Lane was found dead in his bedroom at Winding Ross Way, the prosecutor said.
Bulmer also had been charged with two conspiracy counts, but the lesser charges will be dropped in the plea agreement.
His lawyer, public defender Janette E. DeBoissiere, told Howard County Circuit Judge Timothy J. McCrone that she plans to ask that her client be sentenced according to state guidelines, which call for 20 to 30 years in prison. She also plans to request that the judge recommend Bulmer for the Patuxent Institution.
Patuxent — which can choose to accept inmates or not — is a maximum-security prison in Jessup that provides psychological treatment for inmates who are expected to eventually be released, said Mark Vernarelli, a spokesman for the Maryland Department of Public Safety and Correctional Services.
DeBoissiere told the court Bulmer is being treated with an antidepressant and one other medication, and that he has a learning disability. At the time of the killing, he was 19 and a sophomore at Mount Hebron High School, where Arnold also was a student.
Arnold is at Spring Grove Hospital Center, a state mental institution in Catonsville, awaiting trial on charges of first-degree murder and two counts each of conspiracy and solicitation of murder. She has been charged as an adult, but her lawyer has asked that the case be moved to the juvenile system. A hearing on the matter is pending.
Geiger was in the courtroom Friday morning but declined comment after the proceeding.

* _Problems and tasks_:
1 > According to the news report, where is Arnold awaiting trial?
2 > Please say whether each statement agrees with the news report, answering yes or no and quoting the words that decide it: (a) Bulmer was 19 at the time of the killing. (b) Patuxent must accept any inmate a judge recommends. (c) Geiger commented after the proceeding.
The entries that come next are from a separate source.

* _Supplied material_:
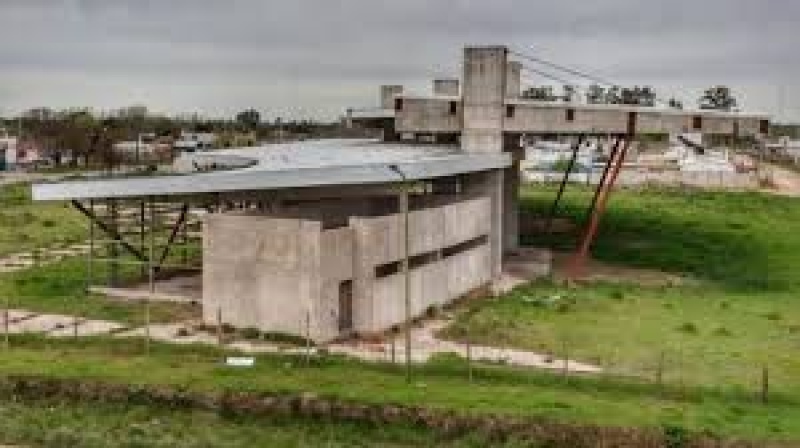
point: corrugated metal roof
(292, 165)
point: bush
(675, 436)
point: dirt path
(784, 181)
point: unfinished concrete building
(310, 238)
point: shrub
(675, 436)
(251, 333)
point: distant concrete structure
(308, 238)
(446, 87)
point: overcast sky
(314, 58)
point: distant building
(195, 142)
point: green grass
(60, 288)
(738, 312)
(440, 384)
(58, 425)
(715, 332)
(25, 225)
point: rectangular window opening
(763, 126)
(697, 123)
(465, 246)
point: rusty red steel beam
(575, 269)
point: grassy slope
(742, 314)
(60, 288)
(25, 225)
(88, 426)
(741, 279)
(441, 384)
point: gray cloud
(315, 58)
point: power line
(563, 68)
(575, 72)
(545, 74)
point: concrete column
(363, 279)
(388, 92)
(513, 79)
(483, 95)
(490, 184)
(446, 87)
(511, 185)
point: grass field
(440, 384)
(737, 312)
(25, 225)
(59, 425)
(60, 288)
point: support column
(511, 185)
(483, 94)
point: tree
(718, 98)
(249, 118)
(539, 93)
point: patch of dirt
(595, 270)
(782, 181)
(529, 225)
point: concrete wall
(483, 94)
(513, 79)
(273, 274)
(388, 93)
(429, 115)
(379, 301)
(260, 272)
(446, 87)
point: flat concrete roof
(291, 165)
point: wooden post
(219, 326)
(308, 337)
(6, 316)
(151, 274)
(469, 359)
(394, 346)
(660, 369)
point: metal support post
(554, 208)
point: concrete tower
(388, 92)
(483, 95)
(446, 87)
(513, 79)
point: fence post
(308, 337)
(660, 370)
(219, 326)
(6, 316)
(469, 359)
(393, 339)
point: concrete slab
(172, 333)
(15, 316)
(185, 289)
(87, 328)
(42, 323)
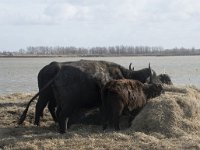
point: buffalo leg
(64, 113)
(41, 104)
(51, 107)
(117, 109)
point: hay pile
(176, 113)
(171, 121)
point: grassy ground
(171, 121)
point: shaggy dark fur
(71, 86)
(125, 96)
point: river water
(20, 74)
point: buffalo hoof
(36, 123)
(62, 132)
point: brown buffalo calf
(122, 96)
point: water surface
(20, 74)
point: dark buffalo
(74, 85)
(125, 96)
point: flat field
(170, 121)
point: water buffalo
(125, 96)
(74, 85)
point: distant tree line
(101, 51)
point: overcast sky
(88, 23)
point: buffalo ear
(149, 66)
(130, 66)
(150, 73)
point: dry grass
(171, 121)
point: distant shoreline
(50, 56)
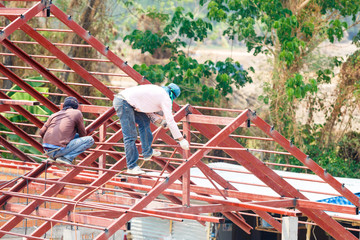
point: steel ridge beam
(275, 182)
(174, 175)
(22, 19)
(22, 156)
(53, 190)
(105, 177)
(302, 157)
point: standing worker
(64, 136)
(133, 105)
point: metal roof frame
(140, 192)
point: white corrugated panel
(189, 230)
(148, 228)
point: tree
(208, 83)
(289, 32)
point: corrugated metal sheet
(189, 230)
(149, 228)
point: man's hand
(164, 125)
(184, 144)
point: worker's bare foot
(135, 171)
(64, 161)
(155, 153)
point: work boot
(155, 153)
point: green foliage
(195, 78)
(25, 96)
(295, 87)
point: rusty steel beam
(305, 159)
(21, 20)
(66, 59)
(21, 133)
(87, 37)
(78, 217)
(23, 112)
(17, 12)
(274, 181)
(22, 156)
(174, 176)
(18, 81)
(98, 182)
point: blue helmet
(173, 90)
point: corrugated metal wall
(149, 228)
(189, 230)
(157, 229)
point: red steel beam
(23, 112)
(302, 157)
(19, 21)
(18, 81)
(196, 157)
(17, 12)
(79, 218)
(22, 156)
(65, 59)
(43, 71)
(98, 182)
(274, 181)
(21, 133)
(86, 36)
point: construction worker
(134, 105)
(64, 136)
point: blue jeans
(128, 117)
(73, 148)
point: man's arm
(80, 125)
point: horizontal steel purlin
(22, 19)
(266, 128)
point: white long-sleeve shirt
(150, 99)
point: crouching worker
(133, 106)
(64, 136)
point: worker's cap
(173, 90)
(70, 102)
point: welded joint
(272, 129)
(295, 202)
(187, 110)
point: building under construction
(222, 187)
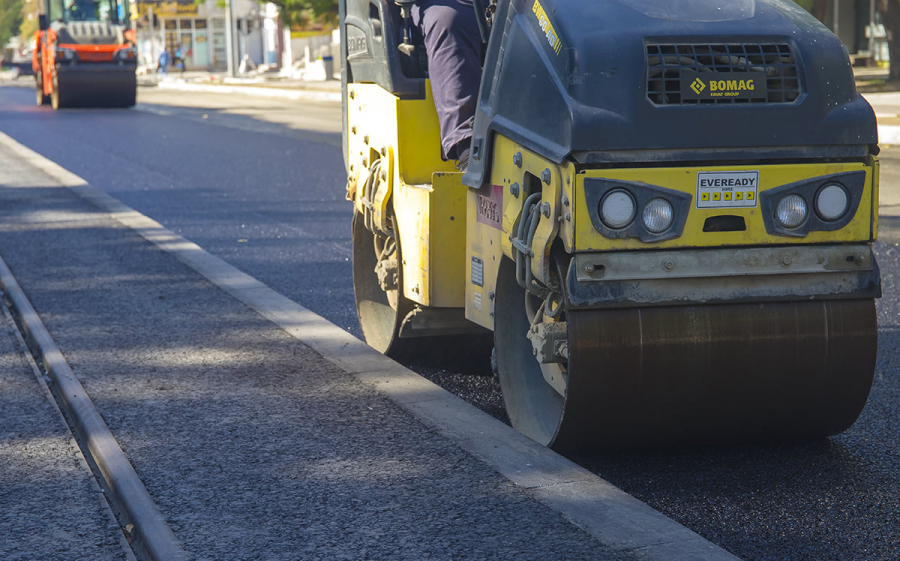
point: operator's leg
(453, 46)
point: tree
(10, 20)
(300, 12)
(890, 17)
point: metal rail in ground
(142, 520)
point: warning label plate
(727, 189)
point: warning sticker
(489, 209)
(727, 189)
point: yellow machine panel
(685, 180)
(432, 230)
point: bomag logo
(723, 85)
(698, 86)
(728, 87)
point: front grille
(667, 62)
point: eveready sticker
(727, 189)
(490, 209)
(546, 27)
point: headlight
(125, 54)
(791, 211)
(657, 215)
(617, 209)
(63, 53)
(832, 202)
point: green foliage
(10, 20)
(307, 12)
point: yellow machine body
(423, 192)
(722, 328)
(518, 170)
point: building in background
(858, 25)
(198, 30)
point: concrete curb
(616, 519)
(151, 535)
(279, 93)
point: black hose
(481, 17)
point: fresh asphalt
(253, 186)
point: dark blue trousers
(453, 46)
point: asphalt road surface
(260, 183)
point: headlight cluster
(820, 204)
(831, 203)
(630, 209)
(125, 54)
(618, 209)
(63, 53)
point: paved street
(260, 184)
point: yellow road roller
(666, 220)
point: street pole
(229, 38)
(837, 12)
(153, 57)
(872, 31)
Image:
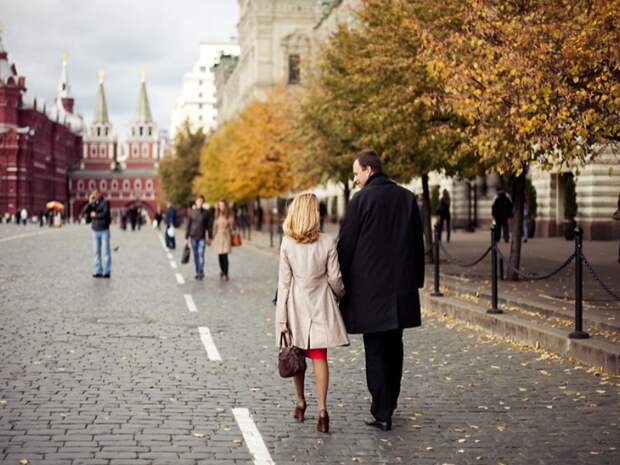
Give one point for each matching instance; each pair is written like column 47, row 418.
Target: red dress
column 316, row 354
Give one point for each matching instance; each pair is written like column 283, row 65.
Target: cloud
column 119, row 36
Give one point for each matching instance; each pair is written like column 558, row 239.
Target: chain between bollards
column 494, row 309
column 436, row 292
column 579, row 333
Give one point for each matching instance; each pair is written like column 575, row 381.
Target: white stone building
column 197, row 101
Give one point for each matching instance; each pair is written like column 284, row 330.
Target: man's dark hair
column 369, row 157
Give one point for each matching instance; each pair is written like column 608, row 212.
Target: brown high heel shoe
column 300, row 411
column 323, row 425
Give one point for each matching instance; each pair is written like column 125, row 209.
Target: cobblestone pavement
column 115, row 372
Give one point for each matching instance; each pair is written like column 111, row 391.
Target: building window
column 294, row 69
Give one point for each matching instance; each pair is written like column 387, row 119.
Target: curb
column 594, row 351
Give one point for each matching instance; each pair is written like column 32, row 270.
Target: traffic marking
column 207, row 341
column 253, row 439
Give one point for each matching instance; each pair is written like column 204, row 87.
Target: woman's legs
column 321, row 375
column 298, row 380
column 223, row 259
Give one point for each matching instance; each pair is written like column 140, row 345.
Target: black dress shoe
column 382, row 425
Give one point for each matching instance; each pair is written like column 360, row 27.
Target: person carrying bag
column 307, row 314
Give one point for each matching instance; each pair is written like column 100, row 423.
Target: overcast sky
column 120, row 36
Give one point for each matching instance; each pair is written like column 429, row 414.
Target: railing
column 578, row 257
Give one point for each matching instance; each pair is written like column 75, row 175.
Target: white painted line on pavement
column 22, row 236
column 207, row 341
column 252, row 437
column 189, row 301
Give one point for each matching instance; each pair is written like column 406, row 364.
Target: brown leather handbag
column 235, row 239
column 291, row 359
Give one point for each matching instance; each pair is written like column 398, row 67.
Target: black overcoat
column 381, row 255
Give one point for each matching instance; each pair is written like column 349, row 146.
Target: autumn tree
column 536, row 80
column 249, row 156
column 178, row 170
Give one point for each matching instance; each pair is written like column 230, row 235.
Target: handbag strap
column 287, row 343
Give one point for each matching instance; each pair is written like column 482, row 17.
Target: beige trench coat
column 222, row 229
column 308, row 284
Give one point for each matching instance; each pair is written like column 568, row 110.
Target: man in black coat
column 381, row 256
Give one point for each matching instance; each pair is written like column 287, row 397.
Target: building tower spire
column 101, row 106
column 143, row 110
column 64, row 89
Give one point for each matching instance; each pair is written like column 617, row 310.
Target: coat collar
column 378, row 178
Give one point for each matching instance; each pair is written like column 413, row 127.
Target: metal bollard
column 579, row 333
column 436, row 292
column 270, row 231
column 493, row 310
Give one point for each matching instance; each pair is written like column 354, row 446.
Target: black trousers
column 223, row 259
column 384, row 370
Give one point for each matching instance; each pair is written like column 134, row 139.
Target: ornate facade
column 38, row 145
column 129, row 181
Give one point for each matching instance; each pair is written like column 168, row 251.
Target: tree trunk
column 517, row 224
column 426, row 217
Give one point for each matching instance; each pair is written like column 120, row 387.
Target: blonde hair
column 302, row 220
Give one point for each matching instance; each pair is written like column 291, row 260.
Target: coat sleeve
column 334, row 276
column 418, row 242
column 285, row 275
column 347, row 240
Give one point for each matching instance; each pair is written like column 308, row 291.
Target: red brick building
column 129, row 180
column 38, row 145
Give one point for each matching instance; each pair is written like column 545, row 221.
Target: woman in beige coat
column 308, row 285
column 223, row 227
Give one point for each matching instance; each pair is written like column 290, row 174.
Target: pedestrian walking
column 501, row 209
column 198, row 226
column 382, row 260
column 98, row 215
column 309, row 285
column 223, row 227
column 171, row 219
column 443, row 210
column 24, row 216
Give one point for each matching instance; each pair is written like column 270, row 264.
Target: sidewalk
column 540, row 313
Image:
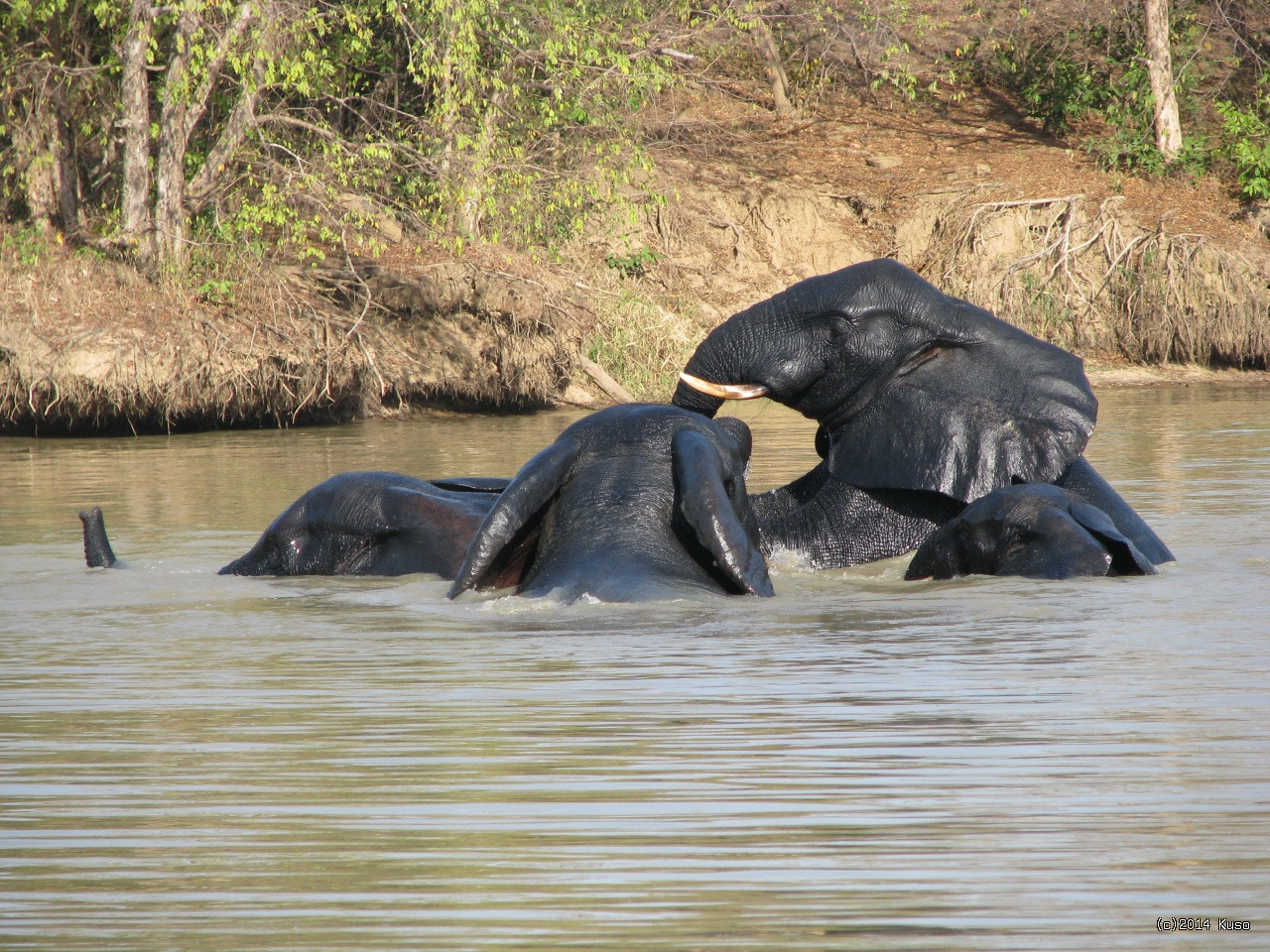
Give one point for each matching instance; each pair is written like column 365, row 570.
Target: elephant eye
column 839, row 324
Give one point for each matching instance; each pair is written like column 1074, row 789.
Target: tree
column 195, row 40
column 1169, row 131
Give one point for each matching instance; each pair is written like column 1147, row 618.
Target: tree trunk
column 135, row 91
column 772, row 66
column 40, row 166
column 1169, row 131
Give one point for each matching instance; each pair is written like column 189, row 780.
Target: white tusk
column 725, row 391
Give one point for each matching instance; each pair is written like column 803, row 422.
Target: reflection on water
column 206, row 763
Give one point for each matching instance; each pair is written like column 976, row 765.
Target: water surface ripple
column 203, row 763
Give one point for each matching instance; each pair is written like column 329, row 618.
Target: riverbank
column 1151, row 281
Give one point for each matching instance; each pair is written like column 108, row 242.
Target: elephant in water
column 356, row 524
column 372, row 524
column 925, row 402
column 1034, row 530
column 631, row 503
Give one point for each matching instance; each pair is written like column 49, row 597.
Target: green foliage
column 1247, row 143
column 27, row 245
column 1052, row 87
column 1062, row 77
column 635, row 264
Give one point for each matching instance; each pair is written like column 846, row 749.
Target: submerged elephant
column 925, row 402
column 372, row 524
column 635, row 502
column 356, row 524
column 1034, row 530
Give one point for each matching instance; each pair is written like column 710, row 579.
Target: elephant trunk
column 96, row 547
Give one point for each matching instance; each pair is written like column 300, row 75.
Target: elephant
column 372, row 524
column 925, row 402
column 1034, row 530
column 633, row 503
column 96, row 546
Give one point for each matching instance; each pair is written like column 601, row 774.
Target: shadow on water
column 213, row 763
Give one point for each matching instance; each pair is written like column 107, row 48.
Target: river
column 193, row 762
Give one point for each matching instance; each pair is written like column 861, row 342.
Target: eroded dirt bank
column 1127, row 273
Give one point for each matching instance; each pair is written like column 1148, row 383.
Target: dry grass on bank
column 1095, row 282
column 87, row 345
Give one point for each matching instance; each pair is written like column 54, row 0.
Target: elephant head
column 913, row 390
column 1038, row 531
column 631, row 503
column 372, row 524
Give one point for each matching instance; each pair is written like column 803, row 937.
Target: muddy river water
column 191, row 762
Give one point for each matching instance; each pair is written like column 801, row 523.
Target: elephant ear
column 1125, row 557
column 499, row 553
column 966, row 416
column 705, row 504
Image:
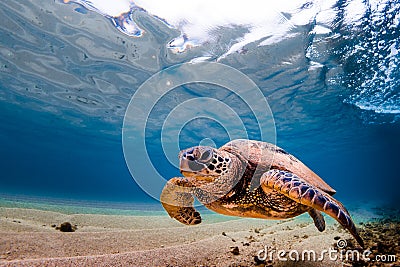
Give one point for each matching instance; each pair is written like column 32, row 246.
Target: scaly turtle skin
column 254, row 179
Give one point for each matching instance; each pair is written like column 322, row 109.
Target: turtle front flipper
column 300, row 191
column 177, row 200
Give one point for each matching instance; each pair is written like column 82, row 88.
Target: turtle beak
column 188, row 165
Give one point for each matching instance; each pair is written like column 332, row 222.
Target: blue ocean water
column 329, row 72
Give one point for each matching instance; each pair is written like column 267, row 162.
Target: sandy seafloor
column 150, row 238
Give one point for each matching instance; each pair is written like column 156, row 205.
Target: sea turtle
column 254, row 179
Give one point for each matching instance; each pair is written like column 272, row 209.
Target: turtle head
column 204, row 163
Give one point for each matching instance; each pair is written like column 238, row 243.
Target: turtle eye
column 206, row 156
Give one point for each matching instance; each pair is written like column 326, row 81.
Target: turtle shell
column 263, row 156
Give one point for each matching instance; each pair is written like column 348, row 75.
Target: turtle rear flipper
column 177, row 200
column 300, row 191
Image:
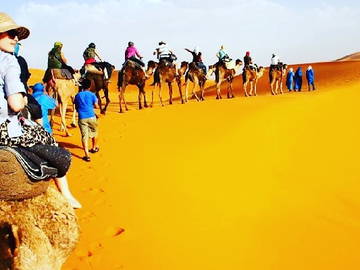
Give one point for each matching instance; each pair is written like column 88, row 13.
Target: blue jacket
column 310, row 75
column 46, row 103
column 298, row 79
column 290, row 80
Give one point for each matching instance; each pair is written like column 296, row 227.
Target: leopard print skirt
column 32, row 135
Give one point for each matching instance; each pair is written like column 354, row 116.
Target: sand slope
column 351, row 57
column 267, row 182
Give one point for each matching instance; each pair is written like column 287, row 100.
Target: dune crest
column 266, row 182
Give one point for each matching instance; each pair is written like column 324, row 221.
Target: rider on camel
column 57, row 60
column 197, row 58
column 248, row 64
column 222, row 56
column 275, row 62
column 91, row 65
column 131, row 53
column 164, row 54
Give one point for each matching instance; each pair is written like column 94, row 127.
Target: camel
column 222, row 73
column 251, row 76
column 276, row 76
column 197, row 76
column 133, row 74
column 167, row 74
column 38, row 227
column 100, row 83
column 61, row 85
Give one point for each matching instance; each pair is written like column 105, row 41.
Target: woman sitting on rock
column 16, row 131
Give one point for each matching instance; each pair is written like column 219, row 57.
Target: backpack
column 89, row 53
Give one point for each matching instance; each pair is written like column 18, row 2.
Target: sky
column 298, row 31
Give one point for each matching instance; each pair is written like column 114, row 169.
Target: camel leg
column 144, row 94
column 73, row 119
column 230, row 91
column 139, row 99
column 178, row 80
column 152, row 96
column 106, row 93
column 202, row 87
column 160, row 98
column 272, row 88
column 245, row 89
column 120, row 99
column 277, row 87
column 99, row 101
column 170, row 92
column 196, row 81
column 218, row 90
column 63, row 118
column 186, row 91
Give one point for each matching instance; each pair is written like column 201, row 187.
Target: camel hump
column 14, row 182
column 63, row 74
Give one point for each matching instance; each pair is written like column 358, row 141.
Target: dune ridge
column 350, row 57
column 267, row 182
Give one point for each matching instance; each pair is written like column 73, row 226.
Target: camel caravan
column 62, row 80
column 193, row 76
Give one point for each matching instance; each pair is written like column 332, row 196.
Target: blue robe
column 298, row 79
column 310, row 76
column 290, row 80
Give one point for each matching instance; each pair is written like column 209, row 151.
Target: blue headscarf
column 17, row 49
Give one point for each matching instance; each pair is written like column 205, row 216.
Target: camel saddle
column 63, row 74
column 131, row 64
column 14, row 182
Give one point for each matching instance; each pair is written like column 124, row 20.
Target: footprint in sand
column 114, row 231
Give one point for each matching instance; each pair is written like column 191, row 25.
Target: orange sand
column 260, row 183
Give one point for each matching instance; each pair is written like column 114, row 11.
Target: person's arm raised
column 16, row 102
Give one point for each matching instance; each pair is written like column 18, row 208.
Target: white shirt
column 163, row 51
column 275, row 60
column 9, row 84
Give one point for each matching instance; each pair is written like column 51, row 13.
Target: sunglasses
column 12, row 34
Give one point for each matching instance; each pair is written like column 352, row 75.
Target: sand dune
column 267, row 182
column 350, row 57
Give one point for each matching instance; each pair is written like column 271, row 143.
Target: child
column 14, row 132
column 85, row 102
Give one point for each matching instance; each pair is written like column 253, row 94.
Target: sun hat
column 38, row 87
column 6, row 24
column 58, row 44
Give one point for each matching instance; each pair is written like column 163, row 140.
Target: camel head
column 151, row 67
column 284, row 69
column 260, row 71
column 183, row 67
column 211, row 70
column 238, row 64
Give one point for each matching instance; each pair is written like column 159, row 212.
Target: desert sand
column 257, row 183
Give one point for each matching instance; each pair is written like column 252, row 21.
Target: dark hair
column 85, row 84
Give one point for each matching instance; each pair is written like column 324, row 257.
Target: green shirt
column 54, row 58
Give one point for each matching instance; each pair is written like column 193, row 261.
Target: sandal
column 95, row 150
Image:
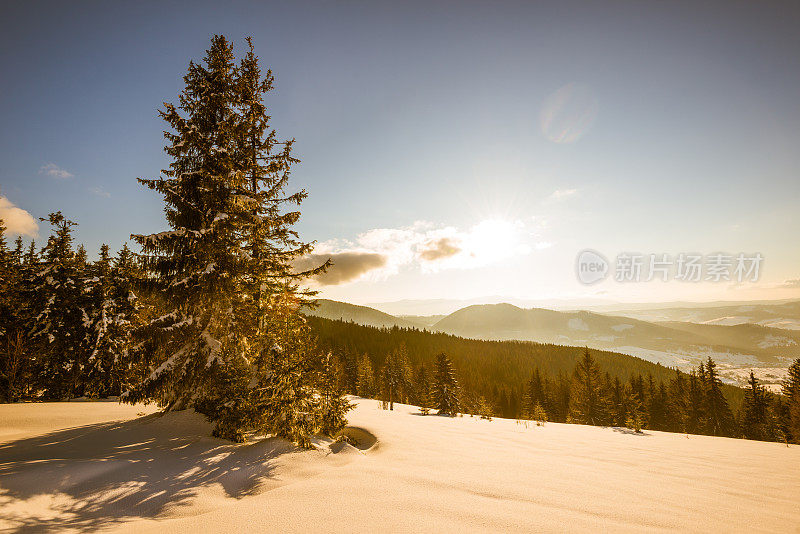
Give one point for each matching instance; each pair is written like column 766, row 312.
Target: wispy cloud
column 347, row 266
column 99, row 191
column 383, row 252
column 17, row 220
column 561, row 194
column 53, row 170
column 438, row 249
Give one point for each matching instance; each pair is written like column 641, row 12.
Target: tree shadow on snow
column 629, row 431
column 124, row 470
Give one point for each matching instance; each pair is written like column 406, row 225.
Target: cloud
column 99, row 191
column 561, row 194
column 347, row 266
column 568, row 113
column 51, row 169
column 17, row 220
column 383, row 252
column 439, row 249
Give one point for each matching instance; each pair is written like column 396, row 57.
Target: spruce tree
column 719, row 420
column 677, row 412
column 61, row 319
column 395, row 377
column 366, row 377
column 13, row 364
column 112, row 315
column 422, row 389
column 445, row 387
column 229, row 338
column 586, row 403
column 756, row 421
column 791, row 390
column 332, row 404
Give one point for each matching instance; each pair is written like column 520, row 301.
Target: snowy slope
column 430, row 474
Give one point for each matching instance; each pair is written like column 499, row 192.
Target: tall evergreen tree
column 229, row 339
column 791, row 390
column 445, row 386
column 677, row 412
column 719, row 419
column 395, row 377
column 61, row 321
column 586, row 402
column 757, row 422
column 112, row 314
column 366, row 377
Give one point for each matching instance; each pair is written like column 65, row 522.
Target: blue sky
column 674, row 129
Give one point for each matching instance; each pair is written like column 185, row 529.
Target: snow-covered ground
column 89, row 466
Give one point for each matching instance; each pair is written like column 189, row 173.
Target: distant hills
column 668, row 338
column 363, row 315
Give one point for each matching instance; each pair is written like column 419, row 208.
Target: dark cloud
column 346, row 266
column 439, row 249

* _Answer list_:
1 > At Spring Grove Hospital Center, a state mental institution in Catonsville.

2 >
(a) Yes: "At the time of the killing, he was 19"
(b) No: "which can choose to accept inmates or not"
(c) No: "declined comment after the proceeding"